= Candidates of the 1872 New South Wales colonial election =

This is a list of candidates for the 1872 New South Wales colonial election. The election was held from 13 February to 28 March 1872.

There was no recognisable party structure at this election.

==Retiring Members==
- Archibald Bell MLA (Upper Hunter)
- Arthur Dight MLA (Windsor)
- James Fallon MLA (Hume)
- James Hart MLA (Monaro)
- Lewis Levy MLA (Liverpool Plains)
- John Morrice MLA (Camden)
- James Osborne MLA (Illawarra)
- William Speer MLA (West Sydney)
- John Suttor MLA (East Macquarie)
- William Suttor MLA (Bathurst)

==Legislative Assembly==
Sitting members are shown in bold text. Successful candidates are highlighted.

Electorates are arranged chronologically from the day the poll was held. Because of the sequence of polling, some sitting members who were defeated in their constituencies were then able to contest other constituencies later in the polling period. On the second occasion, these members are shown in italic text.
━━━━━━━━━━━━━━━━━━━━
To do ▸
A: In the election candidates text, over what dates was the 1872 New South Wales colonial election held?
B: Echo a passage of the election candidates text verbatim. Begin at the words "- James Hart" and stop after "MLA (East Macquarie)".
━━━━━━━━━━━━━━━━━━━━
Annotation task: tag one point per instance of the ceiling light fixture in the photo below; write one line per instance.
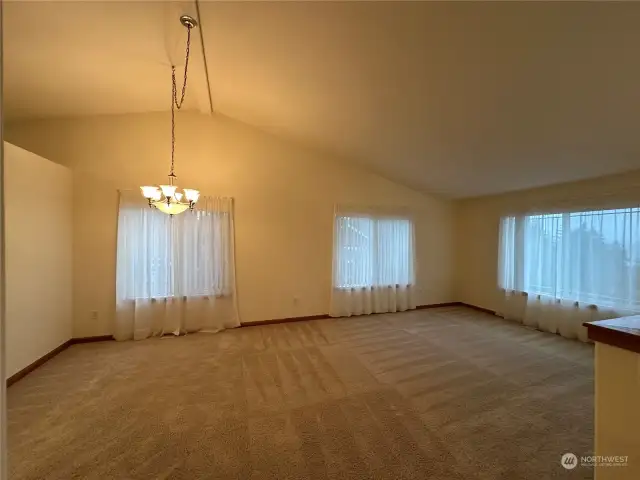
(166, 198)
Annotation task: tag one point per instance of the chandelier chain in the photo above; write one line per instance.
(174, 99)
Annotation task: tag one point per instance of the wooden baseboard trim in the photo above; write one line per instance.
(45, 358)
(99, 338)
(326, 315)
(284, 320)
(438, 305)
(480, 309)
(104, 338)
(42, 360)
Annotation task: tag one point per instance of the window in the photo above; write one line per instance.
(161, 256)
(591, 257)
(373, 251)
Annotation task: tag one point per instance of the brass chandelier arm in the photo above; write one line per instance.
(166, 198)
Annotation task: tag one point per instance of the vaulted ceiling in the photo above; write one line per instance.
(460, 99)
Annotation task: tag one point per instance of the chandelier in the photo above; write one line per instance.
(167, 198)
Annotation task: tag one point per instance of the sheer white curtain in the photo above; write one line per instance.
(174, 274)
(373, 263)
(560, 270)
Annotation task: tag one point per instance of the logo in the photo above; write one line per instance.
(569, 461)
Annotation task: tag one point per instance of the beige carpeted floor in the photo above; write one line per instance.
(442, 394)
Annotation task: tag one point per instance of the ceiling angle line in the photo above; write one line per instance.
━━━━━━━━━━━━━━━━━━━━
Task-by-task results ▸
A: From 13 February to 28 March 1872.

B:
- James Hart MLA (Monaro)
- Lewis Levy MLA (Liverpool Plains)
- John Morrice MLA (Camden)
- James Osborne MLA (Illawarra)
- William Speer MLA (West Sydney)
- John Suttor MLA (East Macquarie)